* What is required: The output should be identical to the entries that follow.

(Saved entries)
# # # # # # #

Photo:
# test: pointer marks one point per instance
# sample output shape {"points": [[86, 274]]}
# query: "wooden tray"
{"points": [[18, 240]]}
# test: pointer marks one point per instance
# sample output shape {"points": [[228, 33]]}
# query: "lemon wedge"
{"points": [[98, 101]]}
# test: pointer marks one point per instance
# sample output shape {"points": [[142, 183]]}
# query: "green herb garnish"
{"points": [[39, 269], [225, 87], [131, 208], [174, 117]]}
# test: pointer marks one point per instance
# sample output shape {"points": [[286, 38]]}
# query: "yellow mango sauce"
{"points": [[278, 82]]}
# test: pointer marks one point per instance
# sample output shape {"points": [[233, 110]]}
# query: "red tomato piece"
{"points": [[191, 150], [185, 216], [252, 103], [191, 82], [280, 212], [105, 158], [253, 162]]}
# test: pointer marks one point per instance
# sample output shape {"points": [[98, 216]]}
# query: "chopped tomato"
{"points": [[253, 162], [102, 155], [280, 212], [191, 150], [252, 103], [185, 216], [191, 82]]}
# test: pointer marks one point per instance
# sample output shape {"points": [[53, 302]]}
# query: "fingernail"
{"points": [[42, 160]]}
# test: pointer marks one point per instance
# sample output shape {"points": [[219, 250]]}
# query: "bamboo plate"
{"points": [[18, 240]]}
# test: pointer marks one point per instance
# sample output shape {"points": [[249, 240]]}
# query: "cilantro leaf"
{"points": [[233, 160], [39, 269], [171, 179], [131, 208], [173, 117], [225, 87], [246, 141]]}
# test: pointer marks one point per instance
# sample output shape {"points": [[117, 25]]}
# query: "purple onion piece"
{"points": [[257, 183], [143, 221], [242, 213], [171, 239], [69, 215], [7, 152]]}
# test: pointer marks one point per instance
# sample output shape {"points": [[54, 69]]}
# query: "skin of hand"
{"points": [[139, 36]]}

# # # # # # #

* Response for this exercise:
Photo:
# test: pointer marks one point per instance
# sample output shape {"points": [[86, 274]]}
# query: "wooden tray"
{"points": [[18, 240]]}
# test: pointer marks one point per instance
# sample output shape {"points": [[228, 33]]}
# query: "lemon wedge"
{"points": [[98, 101]]}
# test: pointer marks one point per instance
# sample output shape {"points": [[142, 183]]}
# query: "green herb garnish"
{"points": [[39, 269], [225, 87], [131, 208], [174, 117]]}
# test: pointer marks one point per instance
# sample output shape {"points": [[286, 38]]}
# query: "yellow mango sauce"
{"points": [[278, 82]]}
# test: pointer marks one point per instance
# sample output shape {"points": [[233, 110]]}
# query: "red tomato piece"
{"points": [[191, 150], [185, 216], [252, 103], [191, 82], [280, 212], [105, 158], [253, 162]]}
# test: pointer marks one point per instance
# sample output shape {"points": [[98, 216]]}
# query: "chopped tomato"
{"points": [[253, 162], [102, 155], [280, 212], [191, 150], [252, 103], [185, 216], [191, 82]]}
# test: pointer marks one point per instance
# sample output shape {"points": [[53, 302]]}
# query: "fingernail"
{"points": [[42, 160]]}
# test: pointer marks one point per instance
# sample output shape {"points": [[219, 250]]}
# query: "bamboo plate"
{"points": [[18, 240]]}
# test: pointer marks one point per instance
# sample output shape {"points": [[249, 240]]}
# query: "cilantro leaf"
{"points": [[233, 160], [39, 269], [171, 179], [131, 208], [173, 117], [225, 87], [246, 141]]}
# test: pointer marks one point per instance
# sample output shape {"points": [[117, 25]]}
# query: "purple onion piece"
{"points": [[257, 183], [143, 221], [242, 213], [171, 239], [69, 215], [7, 152]]}
# test: pointer marks one point per instance
# sample output shape {"points": [[54, 69]]}
# query: "skin of hand"
{"points": [[139, 36]]}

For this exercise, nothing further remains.